Extracted entries:

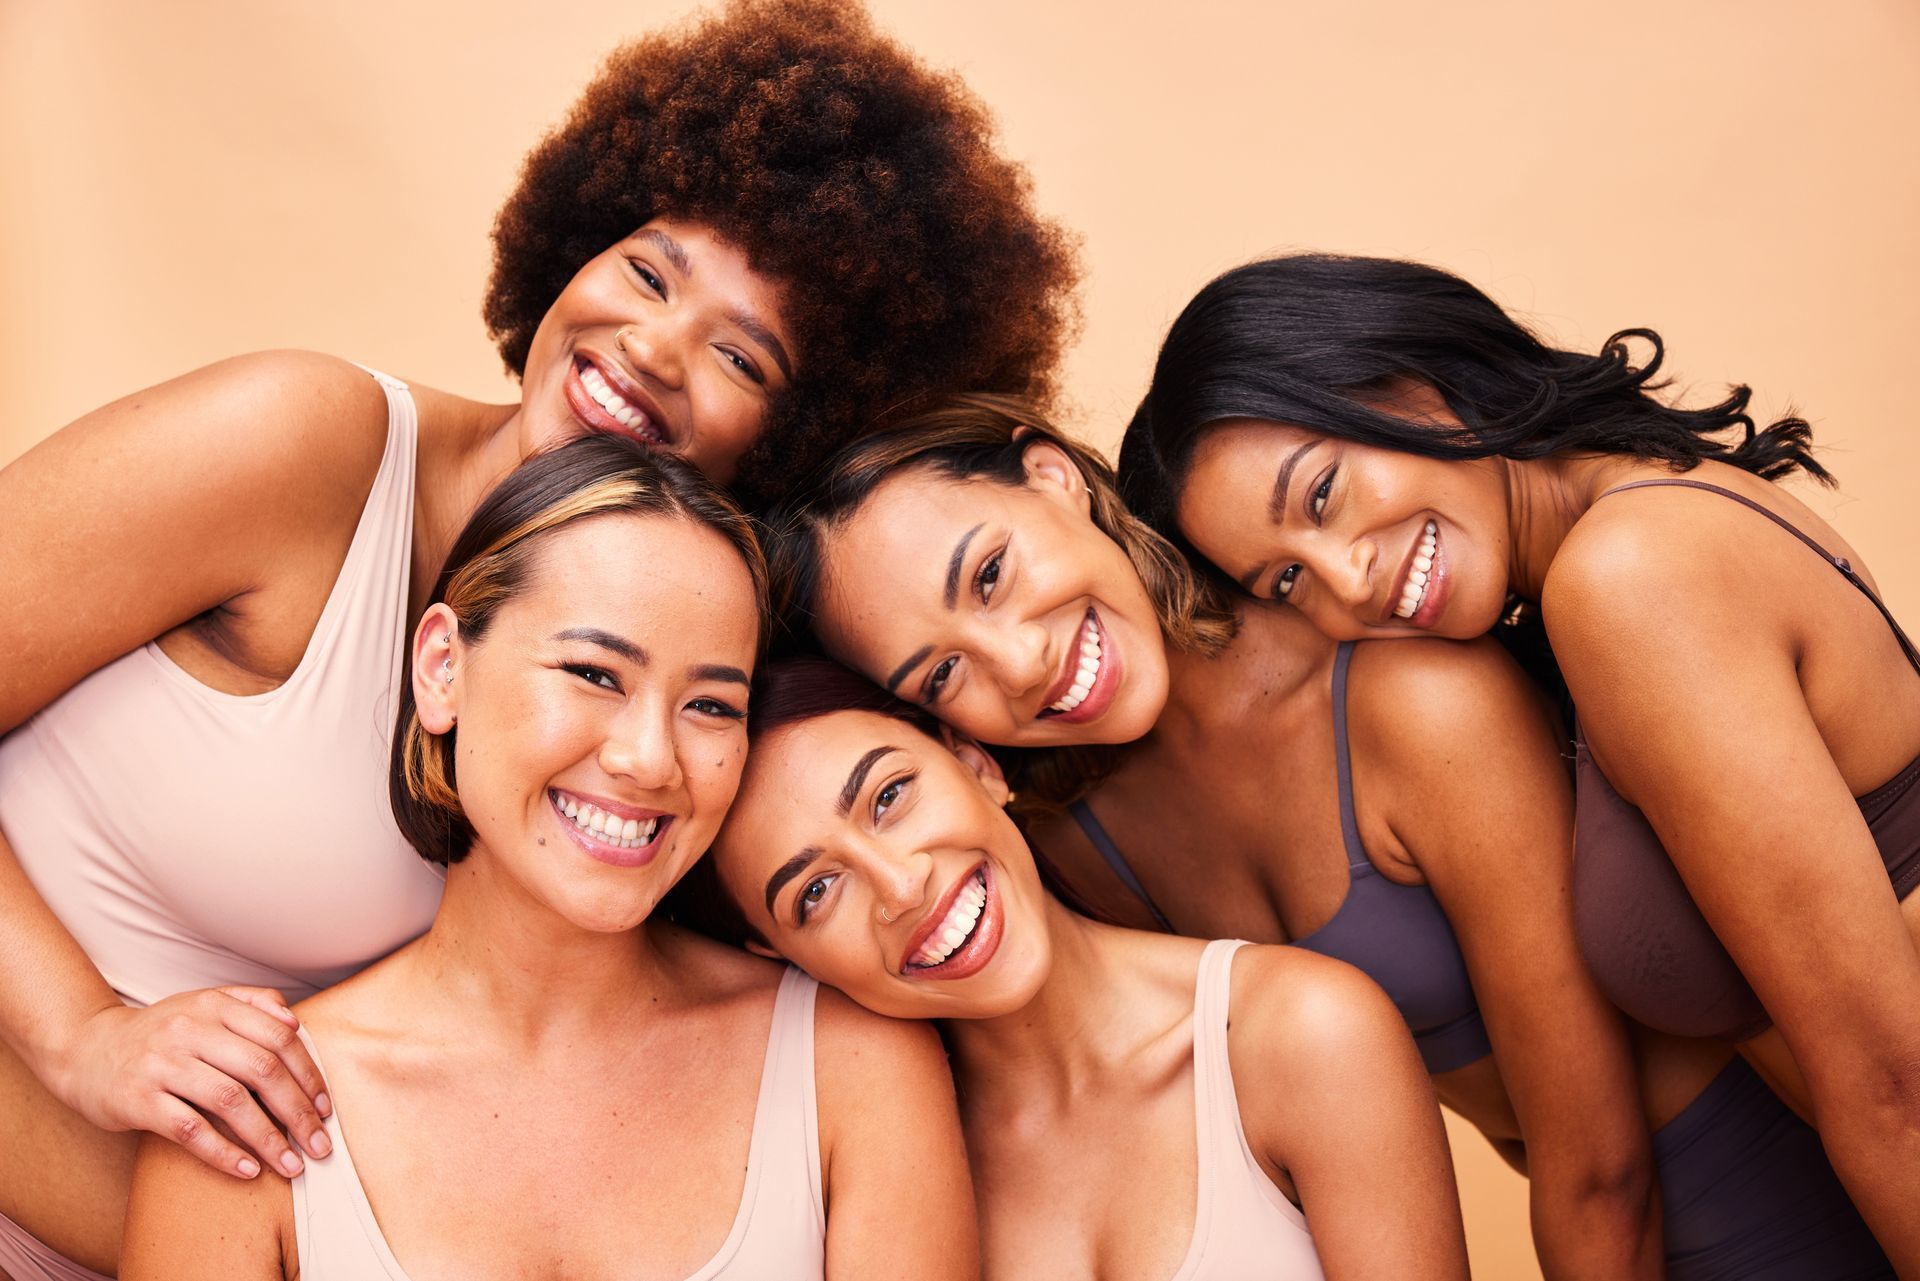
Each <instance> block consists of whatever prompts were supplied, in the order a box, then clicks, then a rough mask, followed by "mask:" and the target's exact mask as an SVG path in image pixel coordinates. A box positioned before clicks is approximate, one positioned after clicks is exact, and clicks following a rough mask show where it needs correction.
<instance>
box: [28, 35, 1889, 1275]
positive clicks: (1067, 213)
mask: <svg viewBox="0 0 1920 1281" xmlns="http://www.w3.org/2000/svg"><path fill="white" fill-rule="evenodd" d="M687 8H689V6H687V4H684V2H668V0H628V2H624V4H611V2H607V0H574V2H572V4H566V6H532V4H507V2H505V0H467V2H465V4H459V6H455V4H411V6H388V4H372V2H369V0H330V2H328V4H292V2H290V0H267V2H261V0H246V2H242V0H234V2H232V4H215V2H211V0H169V2H167V4H148V6H134V4H106V2H104V0H102V2H92V0H73V2H65V0H0V461H6V459H12V457H13V455H15V453H19V451H21V449H25V447H29V446H31V444H33V442H35V440H38V438H42V436H46V434H48V432H52V430H54V428H58V426H60V424H61V423H65V421H67V419H71V417H75V415H79V413H83V411H86V409H88V407H92V405H98V403H102V401H106V399H111V398H115V396H121V394H123V392H131V390H134V388H138V386H144V384H148V382H154V380H159V378H163V376H169V375H173V373H179V371H184V369H190V367H194V365H200V363H205V361H211V359H217V357H221V355H228V353H234V351H246V350H253V348H271V346H300V348H317V350H324V351H334V353H342V355H351V357H355V359H361V361H365V363H371V365H376V367H382V369H388V371H392V373H396V375H401V376H407V378H415V380H422V382H430V384H438V386H445V388H455V390H461V392H468V394H474V396H501V398H505V396H511V386H509V384H507V380H505V378H503V376H501V373H499V363H497V359H495V357H493V353H492V348H490V346H488V342H486V338H484V332H482V326H480V319H478V300H480V290H482V286H484V280H486V267H488V227H490V219H492V213H493V207H495V205H497V204H499V200H501V198H503V196H505V192H507V190H509V186H511V182H513V179H515V173H516V165H518V159H520V154H522V152H524V150H526V148H528V146H530V144H532V142H534V138H536V136H538V134H540V133H541V131H543V129H547V127H549V125H553V123H555V121H557V119H559V115H561V113H563V109H564V108H566V104H568V100H570V98H572V94H574V92H576V88H578V86H580V85H582V81H584V79H586V77H588V75H589V73H591V71H593V67H595V63H597V60H599V56H601V54H603V52H605V50H607V48H609V46H611V44H614V42H616V40H620V38H622V36H626V35H634V33H639V31H645V29H649V27H655V25H660V23H664V21H670V19H674V17H678V15H682V13H684V12H687ZM874 8H876V12H877V15H879V21H881V23H883V25H885V27H887V29H889V31H893V33H895V35H899V36H900V38H902V40H906V42H908V44H910V46H912V48H916V50H920V52H922V54H924V56H925V58H927V60H931V61H933V63H937V65H945V67H954V69H958V71H962V73H964V75H966V77H968V81H970V83H972V85H973V88H975V90H977V92H979V94H981V96H983V98H985V100H987V102H989V104H993V108H995V111H996V115H998V121H1000V127H1002V131H1004V142H1006V146H1008V150H1010V152H1012V154H1016V156H1020V157H1021V159H1025V161H1027V163H1029V165H1031V169H1033V175H1035V184H1037V194H1039V200H1041V204H1043V207H1046V209H1048V211H1050V213H1054V215H1058V217H1062V219H1066V221H1068V223H1069V225H1073V227H1077V229H1079V230H1081V232H1085V265H1087V277H1089V280H1087V332H1085V340H1083V342H1081V344H1079V348H1077V350H1075V353H1073V357H1071V365H1069V390H1071V396H1073V407H1075V415H1073V419H1071V426H1077V428H1079V430H1083V432H1085V434H1089V436H1091V438H1092V440H1096V442H1100V444H1104V446H1112V444H1114V442H1116V440H1117V434H1119V428H1121V424H1123V421H1125V415H1127V411H1129V409H1131V407H1133V403H1135V399H1137V398H1139V394H1140V390H1142V386H1144V380H1146V375H1148V365H1150V359H1152V353H1154V348H1156V344H1158V340H1160V334H1162V330H1164V328H1165V325H1167V321H1171V317H1173V315H1175V311H1177V309H1179V307H1181V303H1183V302H1185V300H1187V298H1188V296H1190V294H1192V290H1194V288H1196V286H1198V284H1200V282H1204V280H1206V278H1208V277H1210V275H1213V273H1215V271H1221V269H1225V267H1229V265H1233V263H1238V261H1242V259H1246V257H1252V255H1258V254H1265V252H1271V250H1281V248H1327V250H1346V252H1367V254H1396V255H1409V257H1423V259H1428V261H1436V263H1442V265H1446V267H1452V269H1455V271H1461V273H1465V275H1467V277H1471V278H1475V280H1476V282H1480V284H1482V286H1486V288H1490V290H1492V292H1494V294H1496V296H1498V298H1501V300H1503V302H1505V303H1507V305H1511V307H1515V309H1519V311H1521V313H1524V315H1526V317H1530V319H1532V321H1534V323H1536V325H1540V326H1542V328H1546V330H1548V332H1551V334H1555V336H1557V338H1561V340H1563V342H1565V344H1572V346H1582V348H1592V346H1596V344H1597V342H1599V340H1601V338H1605V336H1607V334H1609V332H1611V330H1615V328H1622V326H1628V325H1651V326H1655V328H1659V330H1661V332H1663V334H1665V336H1667V338H1668V350H1670V359H1672V369H1674V373H1678V375H1680V376H1682V378H1684V380H1686V382H1688V384H1693V386H1699V388H1701V394H1713V392H1716V390H1718V386H1720V384H1722V382H1726V380H1747V382H1753V384H1755V388H1757V390H1759V405H1761V409H1763V411H1778V409H1782V407H1784V405H1788V403H1793V405H1797V407H1801V409H1803V411H1805V413H1807V415H1809V417H1811V419H1812V421H1814V424H1816V430H1818V440H1820V444H1822V446H1824V457H1826V461H1828V463H1830V467H1834V469H1836V471H1837V472H1839V476H1841V482H1843V490H1841V492H1839V494H1837V495H1822V497H1816V499H1814V501H1816V503H1818V505H1820V507H1822V509H1824V511H1826V513H1830V515H1834V517H1836V519H1837V520H1839V524H1841V528H1845V530H1847V534H1849V536H1851V538H1853V540H1855V544H1857V547H1859V549H1860V551H1862V553H1864V555H1866V557H1868V561H1870V565H1872V567H1874V570H1876V572H1878V576H1880V582H1882V584H1884V588H1885V593H1887V597H1889V601H1891V605H1893V607H1895V611H1899V613H1903V615H1905V616H1907V618H1910V620H1916V622H1920V568H1916V567H1914V563H1912V561H1910V555H1908V553H1910V547H1912V534H1914V530H1916V520H1914V515H1912V499H1910V495H1908V490H1910V486H1912V482H1914V478H1916V476H1920V432H1916V430H1914V426H1912V424H1910V423H1908V415H1910V411H1908V405H1907V388H1905V382H1903V378H1901V371H1903V369H1908V365H1910V361H1908V359H1903V357H1908V353H1910V348H1912V344H1914V342H1916V338H1920V290H1916V288H1914V286H1916V280H1920V234H1916V229H1920V71H1916V69H1920V6H1914V4H1912V2H1910V0H1843V2H1841V4H1828V6H1811V4H1799V2H1795V4H1788V2H1782V0H1718V2H1709V0H1699V2H1682V4H1674V6H1644V4H1632V6H1624V4H1622V6H1592V4H1578V6H1576V4H1542V2H1540V0H1500V2H1486V0H1478V2H1475V4H1430V2H1428V0H1365V2H1342V4H1331V2H1315V4H1304V2H1284V4H1275V2H1244V4H1206V2H1196V0H1187V2H1181V4H1156V6H1144V4H1114V2H1108V0H1071V2H1052V0H966V2H964V4H960V2H952V0H874ZM390 10H399V12H397V13H394V12H390ZM121 482H123V478H119V476H102V478H100V486H102V492H104V495H102V497H104V499H106V501H111V497H109V495H111V490H113V486H117V484H121ZM0 519H6V513H0ZM1455 1152H1457V1160H1459V1166H1461V1175H1463V1191H1465V1198H1467V1216H1469V1218H1467V1221H1469V1235H1471V1239H1473V1252H1475V1266H1476V1268H1475V1271H1476V1275H1480V1277H1490V1279H1501V1277H1536V1275H1538V1271H1536V1269H1534V1266H1532V1262H1530V1250H1528V1246H1526V1227H1524V1225H1526V1212H1524V1191H1523V1187H1521V1183H1519V1179H1515V1177H1513V1175H1509V1173H1507V1172H1505V1170H1503V1168H1500V1166H1498V1164H1496V1162H1494V1160H1492V1156H1490V1152H1488V1150H1486V1147H1484V1145H1482V1143H1480V1141H1478V1139H1476V1137H1473V1135H1471V1131H1465V1129H1457V1131H1455Z"/></svg>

Task to complete: Rewrite the lines from the start of the records up to and including the line containing "positive clicks: (1067, 213)" as a numbered list, with blank lines and pictures omitted.

Task answer:
1. Each <instance> block consists of whatever prompts were supplied, in the order a box, then clicks, then a rough mask, followed by "mask:" and the target's exact mask as an SVG path in image pixel coordinates. A box positioned before clicks is approximate, one positioned after clicks is exact, and clicks following a rough mask show where it needs correction.
2. <instance>
3. box: [28, 35, 1889, 1275]
4. positive clicks: (1067, 213)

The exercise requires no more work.